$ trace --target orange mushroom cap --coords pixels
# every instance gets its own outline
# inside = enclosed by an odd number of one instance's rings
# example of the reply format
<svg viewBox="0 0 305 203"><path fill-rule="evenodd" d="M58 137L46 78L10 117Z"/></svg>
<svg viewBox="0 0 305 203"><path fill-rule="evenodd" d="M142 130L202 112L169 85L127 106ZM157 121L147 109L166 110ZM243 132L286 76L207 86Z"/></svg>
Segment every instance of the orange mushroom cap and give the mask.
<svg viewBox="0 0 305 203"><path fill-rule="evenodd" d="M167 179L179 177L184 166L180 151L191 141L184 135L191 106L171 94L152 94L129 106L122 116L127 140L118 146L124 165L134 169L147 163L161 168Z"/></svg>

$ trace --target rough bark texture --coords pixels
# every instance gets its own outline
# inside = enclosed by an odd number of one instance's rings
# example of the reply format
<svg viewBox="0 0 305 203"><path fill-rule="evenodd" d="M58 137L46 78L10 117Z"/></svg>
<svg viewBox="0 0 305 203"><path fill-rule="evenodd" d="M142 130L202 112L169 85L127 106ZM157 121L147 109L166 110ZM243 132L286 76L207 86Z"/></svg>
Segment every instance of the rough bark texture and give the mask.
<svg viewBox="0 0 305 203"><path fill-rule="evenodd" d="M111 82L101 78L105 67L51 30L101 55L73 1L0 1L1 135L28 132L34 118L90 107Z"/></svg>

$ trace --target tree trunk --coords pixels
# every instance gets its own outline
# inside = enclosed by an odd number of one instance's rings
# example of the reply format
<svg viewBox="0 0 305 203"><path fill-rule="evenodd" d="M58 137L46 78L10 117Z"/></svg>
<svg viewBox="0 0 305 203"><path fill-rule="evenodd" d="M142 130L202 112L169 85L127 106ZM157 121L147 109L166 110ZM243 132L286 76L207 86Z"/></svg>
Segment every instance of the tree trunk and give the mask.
○ ○ ○ ○ ○
REQUIREMENTS —
Put every line of the listing above into a numbered list, leaving out the blank lines.

SOLUTION —
1. $ trace --target orange mushroom cap --coords pixels
2. # every instance gets its own outline
3. # inside = enclosed by an odd number of one instance's rings
4. # example of the reply format
5. <svg viewBox="0 0 305 203"><path fill-rule="evenodd" d="M58 137L46 78L10 117Z"/></svg>
6. <svg viewBox="0 0 305 203"><path fill-rule="evenodd" d="M142 130L202 112L169 85L127 106ZM157 121L147 109L166 110ZM243 132L286 76L207 86Z"/></svg>
7. Segment every instance of the orange mushroom cap and give the mask.
8. <svg viewBox="0 0 305 203"><path fill-rule="evenodd" d="M167 179L179 177L184 166L180 151L191 141L184 135L191 106L171 94L152 94L129 106L122 116L127 140L118 146L124 165L134 169L147 163L161 168Z"/></svg>
9. $ trace --target rough bark texture --coords pixels
10. # every instance gets its own outline
11. # inside = enclosed by an odd number of one instance's rings
12. # example of the reply format
13. <svg viewBox="0 0 305 203"><path fill-rule="evenodd" d="M58 137L46 78L10 117Z"/></svg>
14. <svg viewBox="0 0 305 203"><path fill-rule="evenodd" d="M142 130L202 112L169 85L127 106ZM157 121L147 109L166 110ZM243 132L286 76L207 86Z"/></svg>
15. Segment every instance of the rough bark texture and give the mask.
16. <svg viewBox="0 0 305 203"><path fill-rule="evenodd" d="M111 82L101 78L105 67L51 30L101 55L73 1L0 1L1 135L28 132L34 118L90 107Z"/></svg>
17. $ trace --target tree trunk --coords pixels
18. # every instance gets its own outline
19. # inside = enclosed by an odd number of one instance's rings
20. # example of the reply format
21. <svg viewBox="0 0 305 203"><path fill-rule="evenodd" d="M58 137L46 78L10 117Z"/></svg>
22. <svg viewBox="0 0 305 203"><path fill-rule="evenodd" d="M142 130L202 112L169 85L127 106ZM157 121L147 109L166 110ZM243 132L286 76L207 86Z"/></svg>
23. Segment every instance of the tree trunk and give the mask.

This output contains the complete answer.